Records for the exercise Block Start

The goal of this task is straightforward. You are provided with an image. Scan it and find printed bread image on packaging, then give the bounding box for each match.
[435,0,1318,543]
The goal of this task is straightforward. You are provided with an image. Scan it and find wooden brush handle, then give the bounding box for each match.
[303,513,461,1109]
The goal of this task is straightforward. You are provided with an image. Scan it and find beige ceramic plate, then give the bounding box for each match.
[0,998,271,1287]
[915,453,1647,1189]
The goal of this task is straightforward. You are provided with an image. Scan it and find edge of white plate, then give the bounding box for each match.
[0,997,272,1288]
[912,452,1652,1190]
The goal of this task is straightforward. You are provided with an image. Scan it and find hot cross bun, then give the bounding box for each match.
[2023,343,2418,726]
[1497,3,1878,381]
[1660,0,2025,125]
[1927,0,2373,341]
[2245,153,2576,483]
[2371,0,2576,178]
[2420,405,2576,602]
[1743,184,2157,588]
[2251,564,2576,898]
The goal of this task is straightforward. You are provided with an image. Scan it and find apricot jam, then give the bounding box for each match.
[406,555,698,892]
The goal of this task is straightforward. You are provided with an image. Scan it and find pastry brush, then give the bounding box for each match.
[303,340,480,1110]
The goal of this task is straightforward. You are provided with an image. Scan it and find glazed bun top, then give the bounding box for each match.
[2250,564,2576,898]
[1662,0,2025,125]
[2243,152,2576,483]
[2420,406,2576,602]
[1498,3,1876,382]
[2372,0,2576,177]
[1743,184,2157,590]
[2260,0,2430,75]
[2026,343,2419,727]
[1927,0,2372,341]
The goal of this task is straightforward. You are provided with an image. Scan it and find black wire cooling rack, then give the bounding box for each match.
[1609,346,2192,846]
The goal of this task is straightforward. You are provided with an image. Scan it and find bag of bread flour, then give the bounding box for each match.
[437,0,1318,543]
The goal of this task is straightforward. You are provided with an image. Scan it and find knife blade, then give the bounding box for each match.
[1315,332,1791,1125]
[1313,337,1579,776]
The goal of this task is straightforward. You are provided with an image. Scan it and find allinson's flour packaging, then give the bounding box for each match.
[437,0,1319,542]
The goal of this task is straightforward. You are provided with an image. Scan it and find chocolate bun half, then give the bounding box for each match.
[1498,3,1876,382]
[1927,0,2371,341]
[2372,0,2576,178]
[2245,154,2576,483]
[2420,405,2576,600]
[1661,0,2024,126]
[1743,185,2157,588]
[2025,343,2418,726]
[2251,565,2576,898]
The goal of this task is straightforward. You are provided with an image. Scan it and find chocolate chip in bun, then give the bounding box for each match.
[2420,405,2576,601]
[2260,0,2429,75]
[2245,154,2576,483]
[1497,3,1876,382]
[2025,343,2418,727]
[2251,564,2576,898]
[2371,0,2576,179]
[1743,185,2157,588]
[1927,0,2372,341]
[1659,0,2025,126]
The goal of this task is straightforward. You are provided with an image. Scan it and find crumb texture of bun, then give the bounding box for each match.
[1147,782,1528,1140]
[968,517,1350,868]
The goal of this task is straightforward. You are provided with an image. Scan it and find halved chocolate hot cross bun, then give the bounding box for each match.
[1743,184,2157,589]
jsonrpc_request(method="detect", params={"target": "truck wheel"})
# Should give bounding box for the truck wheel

Records for the exercise Block End

What you should do
Repeat the records exactly, including every line.

Answer space
The goal of this task is straightforward. You are provided with an image. Scan it and find printed bread image on packaging, then give the bounding box for each match.
[435,0,1318,543]
The goal of this task is straightforward. You are provided with an image. Scan it and find wooden brush handle, then give the bounding box for each match.
[303,513,461,1109]
The goal of this task is straightforward. You are provided with an image. Scan it and find beige ceramic plate, then give the bounding box for each match.
[0,998,271,1287]
[915,453,1647,1189]
The goal of this task is straightforward. You are provided with an image. Scan it and find edge of white plate, then give the bounding box for each match.
[0,997,272,1288]
[912,452,1652,1190]
The goal of this task is straightforward. You are provided with an image. Scan it and find hot cross bun, then give the bounding box for each match.
[2023,343,2418,726]
[1497,3,1878,381]
[1660,0,2025,125]
[1927,0,2373,341]
[2245,153,2576,483]
[2371,0,2576,178]
[2420,405,2576,602]
[1743,184,2157,588]
[2251,564,2576,898]
The goal of this task is straightforward. You are provided with an image. Scan it and find apricot jam, then give the bounding box for each match.
[406,555,698,892]
The goal of this task is straightforward. You are provided with an image. Scan it and find pastry brush, then give the bounding box for each match.
[303,340,480,1110]
The goal of this task is straightforward. You are provided with an image. Scan it and find glazed bun top, then give the bounding box for each match.
[2250,564,2576,898]
[1662,0,2025,125]
[2243,152,2576,483]
[2420,406,2576,602]
[1498,3,1876,382]
[2372,0,2576,177]
[1743,184,2157,590]
[2260,0,2430,75]
[2026,343,2419,727]
[1927,0,2372,341]
The goal of this task is straightforward. You are provided with an image. Scan it and find black wire cooling rack, then give the bounding box for each match.
[1609,346,2192,846]
The goal of this task is straightforward. You are provided with an image. Scan it and find bag of bread flour, then give the bounding box for each match.
[437,0,1318,543]
The goal of this task is straightforward. You are provided with an image. Scan it and find knife blade, then give the bounding box for each match.
[1315,332,1791,1125]
[1313,337,1579,776]
The goal of this task is straightforward. You are provided with an image. Scan it and find allinson's flour packaging, then give the bounding box for each match.
[437,0,1319,542]
The goal of this task is straightforward. You are provided with an image. Scan it and find chocolate bun half, then give the bounding box for each match.
[1498,3,1876,382]
[1927,0,2371,341]
[2372,0,2576,178]
[2245,154,2576,483]
[2420,405,2576,600]
[1661,0,2024,126]
[1743,185,2157,588]
[2025,343,2418,726]
[2251,565,2576,898]
The goal of this task is straightforward. You are provided with an image. Scan it and find chocolate chip in bun, then give the bounding box for each match.
[2420,405,2576,601]
[2260,0,2429,75]
[2245,154,2576,483]
[1497,3,1876,382]
[2025,343,2418,727]
[2251,564,2576,898]
[2371,0,2576,179]
[1743,185,2157,588]
[1927,0,2372,341]
[1659,0,2025,126]
The goal of this task is straightforward. You are provided with an image. Scan it and find crumb texture of bun, then give the bounding box for each match.
[1147,782,1528,1140]
[968,517,1350,868]
The goal of this task is straightforward. You are provided with an image. Scan it and find halved chocolate hot cross bun, then give the bounding box for each match.
[1743,184,2157,589]
jsonrpc_request(method="detect", params={"target": "truck wheel"})
# Should give bounding box for the truck wheel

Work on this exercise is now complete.